# Passage to read
◇ ◇ ◇
Microforms, like other library collections, should be made accessible via comprehensive bibliographic control. Detailed bibliographic description helps clarify the content of large microform sets, which in turn helps increase the visibility and subsequent use of these specialized research collections.
Providing bibliographic control for microform collections is important because it facilitates access to specialized research materials and reduces duplicative purchases. Unfortunately, prior to the 1980s, microform collections were not given the same level of attention as their print counterparts. Several factors contributed to the inadequate bibliographic control of microform collections. First, many microform sets contained hundreds of titles. Many of these titles had not been cataloged as hard copy; therefore, each microfilm title required original cataloging. Institutions acquiring these sets simply did not have the human resources or, in some cases, the special subject expertise to properly address these unique materials. Nor did they have the time to use readers to painstakingly review each title. Many libraries had no choice but to set aside this costly task. This lack of bibliographic control sorely handicapped access to microform materials. As a result, many valuable and expensive sets were unfortunately underutilized, since their existence was not readily apparent to the public or even to library staff. The problems inherent in these hidden collections are myriad and include the costly duplication of materials, the unnecessary processing of interlibrary loan requests and, ultimately, the devaluation of an institution’s role in support of scholarly research.
Types of Bibliographic Access
At one time, access to microform collections was limited to the use of commercial microfilm lists, consortial holdings lists, printed guides, or finding aids. With the emergence of online catalogs, the behavior and expectations of researchers have changed over the years. Researchers prefer easy access and quick results. They appreciate what the online environment has to offer. It has become clear that the use of printed microform guides, which at one time played a vital role in microform usage, has become outdated. Researchers now consult them only as a last resort.
The minimum expectation today is that a unique bibliographic record for each title in a microform set or series resides in the online catalog. As the divide between the local online catalog and the World Wide Web diminishes, patrons increasingly expect to locate titles through the Internet. Bibliographic control continues to evolve to meet these research expectations.
◇ ◇ ◇
# Job A
Answer these questions from the passage on microform bibliographic control:
(i) Before which decade were microform collections given less attention than their print counterparts?
(ii) How do researchers now use printed microform guides?
(iii) What is the minimum expectation today for each title in a microform set or series?
# Job B
According to the passage on microform bibliographic control, access to microform collections was once limited to certain resources. List all of them.
# Job C
Carry on the passage on microform bibliographic control from its last sentence.
The data that follows comes from a separate source and is unrelated to the passage on microform bibliographic control.

Dataset rows showing where objects appear:
◇ ◇ ◇
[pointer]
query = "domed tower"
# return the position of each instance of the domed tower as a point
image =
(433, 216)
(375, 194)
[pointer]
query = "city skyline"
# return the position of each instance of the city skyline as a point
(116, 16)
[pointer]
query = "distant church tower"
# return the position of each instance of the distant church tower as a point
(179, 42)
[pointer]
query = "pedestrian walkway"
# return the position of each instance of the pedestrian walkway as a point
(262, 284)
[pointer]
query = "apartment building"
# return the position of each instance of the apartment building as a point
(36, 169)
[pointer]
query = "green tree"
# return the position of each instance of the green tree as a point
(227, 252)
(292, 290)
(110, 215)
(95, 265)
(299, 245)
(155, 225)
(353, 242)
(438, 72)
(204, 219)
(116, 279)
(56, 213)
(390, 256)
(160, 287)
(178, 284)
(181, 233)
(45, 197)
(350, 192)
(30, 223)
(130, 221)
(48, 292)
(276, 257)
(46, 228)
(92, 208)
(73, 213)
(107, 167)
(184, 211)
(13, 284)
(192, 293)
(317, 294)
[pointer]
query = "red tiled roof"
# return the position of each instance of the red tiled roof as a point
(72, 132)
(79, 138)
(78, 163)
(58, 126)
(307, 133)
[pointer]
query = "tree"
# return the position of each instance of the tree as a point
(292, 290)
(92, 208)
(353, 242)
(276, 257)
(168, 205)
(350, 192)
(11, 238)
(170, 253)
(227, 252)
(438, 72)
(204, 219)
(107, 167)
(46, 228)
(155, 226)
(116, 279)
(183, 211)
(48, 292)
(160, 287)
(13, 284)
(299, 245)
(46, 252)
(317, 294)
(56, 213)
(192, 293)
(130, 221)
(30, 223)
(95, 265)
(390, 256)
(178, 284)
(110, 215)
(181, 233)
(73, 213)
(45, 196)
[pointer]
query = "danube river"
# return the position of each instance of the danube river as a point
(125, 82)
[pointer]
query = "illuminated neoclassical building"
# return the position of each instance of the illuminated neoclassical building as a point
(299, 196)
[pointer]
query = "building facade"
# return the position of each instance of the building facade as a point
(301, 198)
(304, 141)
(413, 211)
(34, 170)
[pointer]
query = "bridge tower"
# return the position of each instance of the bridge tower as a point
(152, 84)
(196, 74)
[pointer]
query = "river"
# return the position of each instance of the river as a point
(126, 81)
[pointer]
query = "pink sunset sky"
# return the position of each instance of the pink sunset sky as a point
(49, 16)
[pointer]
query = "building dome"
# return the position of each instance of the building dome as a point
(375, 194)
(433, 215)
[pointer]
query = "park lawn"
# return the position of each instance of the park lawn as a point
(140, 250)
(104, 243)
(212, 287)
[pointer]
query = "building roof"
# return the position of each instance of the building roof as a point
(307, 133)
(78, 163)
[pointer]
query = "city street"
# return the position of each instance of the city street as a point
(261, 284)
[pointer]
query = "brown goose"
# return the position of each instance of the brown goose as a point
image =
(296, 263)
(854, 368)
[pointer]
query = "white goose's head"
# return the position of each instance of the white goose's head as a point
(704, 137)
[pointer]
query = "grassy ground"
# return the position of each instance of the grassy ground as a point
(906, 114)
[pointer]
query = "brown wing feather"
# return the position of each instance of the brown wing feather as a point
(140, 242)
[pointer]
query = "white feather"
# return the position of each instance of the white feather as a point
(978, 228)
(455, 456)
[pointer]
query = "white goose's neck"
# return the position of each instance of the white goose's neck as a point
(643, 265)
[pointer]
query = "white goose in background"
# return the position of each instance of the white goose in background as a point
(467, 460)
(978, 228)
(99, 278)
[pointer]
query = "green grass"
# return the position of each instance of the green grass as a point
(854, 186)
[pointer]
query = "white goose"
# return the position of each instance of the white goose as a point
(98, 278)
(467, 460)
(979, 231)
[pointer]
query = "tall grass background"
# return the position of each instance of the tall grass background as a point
◇ ◇ ◇
# Right answer A
(i) The 1980s.
(ii) They consult them only as a last resort.
(iii) A unique bibliographic record for each title resides in the online catalog.

# Right answer B
- Commercial microfilm lists
- Consortial holdings lists
- Printed guides
- Finding aids

# Right answer C
The following subsections illustrate various methods that have been used by libraries over the years to provide access to microform collections.
Microform Title Lists from Micropublishers
Commercial microform lists prepared by micropublishers may provide individual titles within a set, or specific serial title/issue runs with or without reel or fiche numbers for each title. One drawback is that the quality of these lists varies considerably. Some guides may have good descriptions for each title and may provide corresponding reel or fiche numbers. Others may contain less-than-full information or employ a poor organizational system. In some cases, useful access points (e.g., author, subject indexes) are limited or not provided. Few institutions have the time or human resources to perform extensive verification upon receipt of a microform set with accompanying guide; therefore, the quality of these lists is rarely assessed.
Commercial Microform Guides
Many microform guides are regularly published by commercial indexing companies. This type of finding aid usually covers a large range of microform publications made available during a specific time period. Similar to other index resources, libraries that have acquired the guides might not necessarily own all the sets listed in the guides. Since publishers of this type of guide are reputable professional indexers, their products in general contain information of good quality.
Institutional Microform Guides
In the past, it was popular practice for libraries to prepare institutional guides to microform sets owned by the library to serve their local users. These locally compiled finding aids serve as inventories providing information such as set publisher, date of publication as well as a brief description of each set. Some inventories provide more detail, listing individual titles with a title description and general subject terms.
Compiling such guides could be very time-consuming. Knowing this, some libraries make their guides available to other institutions. This mechanism started a trend of interlibrary cooperation, which improved microform access.
Consortial Holdings Lists
Consortial holdings lists are typically compiled and used by libraries in the same geographical area. Like serials union lists, microform union lists serve interlibrary loan and collection development purposes. They are usually regularly updated although the information provided in union lists is usually brief. Individual titles in microform sets are not typically provided.
Individual Bibliographic Records in Online Catalogs
Unquestionably, providing analytic bibliographic records has proved to be the most effective approach for microform access. Its resulting ease of access outweighs the labor that has to be invested in taking such an approach. Recognizing the merits of providing analytic bibliographic records, collaboration among libraries to create such records for large microform set as described below has become the current trend.
Historic Bibliographic Control
The importance of bibliographic control of microform materials has been recognized and acknowledged since the mid-twentieth century. Effective action was not taken until the early 1980s, when several institutions and agencies started to steadily and systematically catalog microform sets of hundreds of items.
A major effort towards the improvement of microform access in the early days was the establishment of the National Register of Microform Masters (NRMM). The NRMM, undertaken by the Library of Congress was established to provide bibliographic control for microform masters and was published annually between 1965 and 1984. Its purpose was to establish a clearinghouse for the bibliographic control of microforms. It can also be considered the starting point of intensive progress in and development of bibliographic control of microform in the United States.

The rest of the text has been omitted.